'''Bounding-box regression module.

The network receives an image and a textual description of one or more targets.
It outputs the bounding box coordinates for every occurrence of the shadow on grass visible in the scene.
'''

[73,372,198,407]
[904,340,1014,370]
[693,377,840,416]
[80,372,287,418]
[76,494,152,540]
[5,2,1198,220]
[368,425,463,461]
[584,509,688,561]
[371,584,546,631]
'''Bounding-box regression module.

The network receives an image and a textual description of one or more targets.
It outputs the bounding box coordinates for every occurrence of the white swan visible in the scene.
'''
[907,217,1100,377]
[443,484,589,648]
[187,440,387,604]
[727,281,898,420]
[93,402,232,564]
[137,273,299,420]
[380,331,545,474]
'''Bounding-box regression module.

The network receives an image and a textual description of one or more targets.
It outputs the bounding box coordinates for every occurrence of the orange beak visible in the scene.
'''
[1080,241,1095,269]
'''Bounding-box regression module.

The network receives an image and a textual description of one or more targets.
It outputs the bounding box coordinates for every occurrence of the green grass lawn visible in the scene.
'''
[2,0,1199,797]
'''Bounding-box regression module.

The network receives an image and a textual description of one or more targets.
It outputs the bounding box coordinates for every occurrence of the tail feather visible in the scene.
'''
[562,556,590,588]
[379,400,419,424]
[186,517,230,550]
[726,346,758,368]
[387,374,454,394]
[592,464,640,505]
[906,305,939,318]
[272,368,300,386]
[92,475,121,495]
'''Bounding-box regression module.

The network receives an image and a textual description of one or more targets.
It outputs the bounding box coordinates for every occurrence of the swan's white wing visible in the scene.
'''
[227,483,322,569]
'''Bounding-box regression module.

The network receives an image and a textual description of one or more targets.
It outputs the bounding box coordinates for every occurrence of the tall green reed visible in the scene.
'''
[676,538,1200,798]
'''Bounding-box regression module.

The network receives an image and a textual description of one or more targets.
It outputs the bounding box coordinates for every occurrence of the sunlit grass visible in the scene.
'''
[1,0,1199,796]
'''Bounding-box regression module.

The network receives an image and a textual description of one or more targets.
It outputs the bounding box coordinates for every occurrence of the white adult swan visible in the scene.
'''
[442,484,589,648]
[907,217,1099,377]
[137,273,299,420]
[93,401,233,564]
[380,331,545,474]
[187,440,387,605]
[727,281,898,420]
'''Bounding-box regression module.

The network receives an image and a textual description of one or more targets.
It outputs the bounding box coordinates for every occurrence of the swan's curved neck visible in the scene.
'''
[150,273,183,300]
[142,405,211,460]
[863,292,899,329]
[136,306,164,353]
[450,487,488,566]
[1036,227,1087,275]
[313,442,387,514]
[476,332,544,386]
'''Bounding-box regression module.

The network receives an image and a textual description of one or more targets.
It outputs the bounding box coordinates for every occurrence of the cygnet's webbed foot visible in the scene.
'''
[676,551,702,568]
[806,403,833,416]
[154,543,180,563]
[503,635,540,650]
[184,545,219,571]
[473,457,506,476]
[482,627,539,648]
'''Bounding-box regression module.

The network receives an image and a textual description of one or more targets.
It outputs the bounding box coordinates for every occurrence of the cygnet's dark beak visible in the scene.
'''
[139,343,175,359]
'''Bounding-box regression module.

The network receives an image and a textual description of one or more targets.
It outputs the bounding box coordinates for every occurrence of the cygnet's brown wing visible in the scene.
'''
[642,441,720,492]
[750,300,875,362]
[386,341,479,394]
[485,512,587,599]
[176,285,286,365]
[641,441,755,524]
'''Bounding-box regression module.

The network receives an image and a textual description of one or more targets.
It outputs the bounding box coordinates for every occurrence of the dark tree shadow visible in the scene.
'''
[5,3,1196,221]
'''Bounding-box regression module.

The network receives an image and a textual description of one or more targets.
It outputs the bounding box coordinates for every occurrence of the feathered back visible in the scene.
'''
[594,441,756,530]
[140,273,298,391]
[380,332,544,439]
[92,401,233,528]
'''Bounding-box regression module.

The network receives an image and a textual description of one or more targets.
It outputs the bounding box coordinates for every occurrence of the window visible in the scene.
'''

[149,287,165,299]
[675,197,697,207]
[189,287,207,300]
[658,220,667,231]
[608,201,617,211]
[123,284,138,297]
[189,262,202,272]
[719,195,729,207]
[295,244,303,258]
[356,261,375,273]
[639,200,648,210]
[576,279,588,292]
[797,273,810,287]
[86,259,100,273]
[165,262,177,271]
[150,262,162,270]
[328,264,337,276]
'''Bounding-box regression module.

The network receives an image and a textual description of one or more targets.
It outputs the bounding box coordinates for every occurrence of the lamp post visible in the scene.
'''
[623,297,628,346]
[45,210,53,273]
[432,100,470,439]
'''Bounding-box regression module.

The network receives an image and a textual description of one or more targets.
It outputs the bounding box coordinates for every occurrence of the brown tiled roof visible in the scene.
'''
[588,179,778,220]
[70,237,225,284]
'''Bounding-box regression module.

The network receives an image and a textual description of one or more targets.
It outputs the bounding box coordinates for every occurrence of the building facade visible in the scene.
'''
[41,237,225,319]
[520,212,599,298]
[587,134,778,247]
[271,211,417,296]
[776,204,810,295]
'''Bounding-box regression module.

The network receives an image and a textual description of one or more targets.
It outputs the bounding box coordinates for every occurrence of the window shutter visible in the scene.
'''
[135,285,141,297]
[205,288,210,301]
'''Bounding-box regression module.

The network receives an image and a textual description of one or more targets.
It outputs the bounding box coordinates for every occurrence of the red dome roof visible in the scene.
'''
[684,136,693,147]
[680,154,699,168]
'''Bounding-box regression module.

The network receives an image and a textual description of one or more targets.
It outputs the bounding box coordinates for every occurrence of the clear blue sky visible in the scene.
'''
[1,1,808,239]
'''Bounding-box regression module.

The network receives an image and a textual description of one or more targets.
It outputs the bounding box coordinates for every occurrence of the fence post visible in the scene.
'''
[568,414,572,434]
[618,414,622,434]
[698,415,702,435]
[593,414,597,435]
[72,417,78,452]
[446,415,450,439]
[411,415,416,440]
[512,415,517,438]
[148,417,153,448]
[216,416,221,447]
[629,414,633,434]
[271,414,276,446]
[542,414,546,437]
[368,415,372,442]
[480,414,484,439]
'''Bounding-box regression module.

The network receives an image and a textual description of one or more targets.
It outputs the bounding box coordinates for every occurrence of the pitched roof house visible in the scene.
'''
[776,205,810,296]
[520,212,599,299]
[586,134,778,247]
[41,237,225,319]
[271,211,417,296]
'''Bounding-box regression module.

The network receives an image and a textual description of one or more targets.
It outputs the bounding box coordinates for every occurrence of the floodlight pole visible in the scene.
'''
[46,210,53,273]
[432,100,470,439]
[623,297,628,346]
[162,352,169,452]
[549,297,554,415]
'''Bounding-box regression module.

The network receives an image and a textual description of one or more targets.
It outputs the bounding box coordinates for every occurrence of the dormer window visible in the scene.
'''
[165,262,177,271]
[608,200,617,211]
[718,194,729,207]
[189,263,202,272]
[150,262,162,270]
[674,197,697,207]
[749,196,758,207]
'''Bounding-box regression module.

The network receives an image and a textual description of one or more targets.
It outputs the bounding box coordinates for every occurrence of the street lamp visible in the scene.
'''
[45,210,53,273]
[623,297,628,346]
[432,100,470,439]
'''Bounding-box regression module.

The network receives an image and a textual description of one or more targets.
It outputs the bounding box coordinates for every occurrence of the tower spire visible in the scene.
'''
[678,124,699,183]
===
* Assignment: The answer is a single number, the count of lines in the records that contain the string "green".

* Completed exercise: 2